→ Votre consigne
Extrayez de l'article sur le procès du Petit Bar le passage allant de « Procès du Petit » à « complètement de vie. », et recopiez-le mot pour mot.

→ Extrait du texte
§ §
Procès du Petit Bar : la vie anonyme du premier repenti «à la française»

Après avoir dénoncé les membres présumés de l’assassinat d’un ancien nationaliste corse, jugés depuis lundi à Aix-en-Provence, Patrick Giovannoni, repenti, a dû changer complètement de vie.

 Aix-en-Provence (Bouches-du-Rhône), le 19 février. Patrick Giovannoni, défendu par Me Laurent-Franck Liénard (photo), est jugé pour complicité de meurtre après la mort d’un militant nationaliste corse en 2010.
Aix-en-Provence (Bouches-du-Rhône), le 19 février. Patrick Giovannoni, défendu par Me Laurent-Franck Liénard (photo), est jugé pour complicité de meurtre après la mort d’un militant nationaliste corse en 2010. PHOTOPQR/LA PROVENCE/MAXPPP

    «Aujourd'hui (NDLR : mardi), on a retrouvé une audience et une ambiance classique de procès, avec des interrogatoires et des confrontations.» Avocat de Patrick Giovannoni, un Corse jugé depuis lundi à huis clos pour « complicité de meurtre en bande organisée » devant la cour d'assises des Bouches-du-Rhône avec quatre autres accusés, M e Laurent-Franck Liénard était moins inquiet qu'au premier jour d'audience pour la sécurité physique de son client, dont il espère qu'il ne sera pas condamné à de la prison ferme.

    Officiellement premier repenti « à la française » depuis 2015 et sa collaboration active avec la justice, Giovannoni, agent de sécurité de 48 ans, criblé de dettes de jeu, a brisé l'omerta et désigné l'équipe du Petit Bar d'Ajaccio comme le commando qui a exécuté par balles en 2010 devant le domicile de son amie Antoine Nivaggioni, un ancien nationaliste reconverti comme patron de société de sécurité. Giovannoni, lui, n'aurait été qu'une « petite main », se contentant, selon sa version, de garder une place de stationnement pour la voiture des tueurs.
§ §
→ Données fournies
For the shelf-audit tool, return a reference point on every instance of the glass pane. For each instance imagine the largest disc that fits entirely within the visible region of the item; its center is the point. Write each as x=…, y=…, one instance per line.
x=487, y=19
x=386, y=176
§ §
→ Réponse attendue
Procès du Petit Bar : la vie anonyme du premier repenti «à la française»

Après avoir dénoncé les membres présumés de l’assassinat d’un ancien nationaliste corse, jugés depuis lundi à Aix-en-Provence, Patrick Giovannoni, repenti, a dû changer complètement de vie.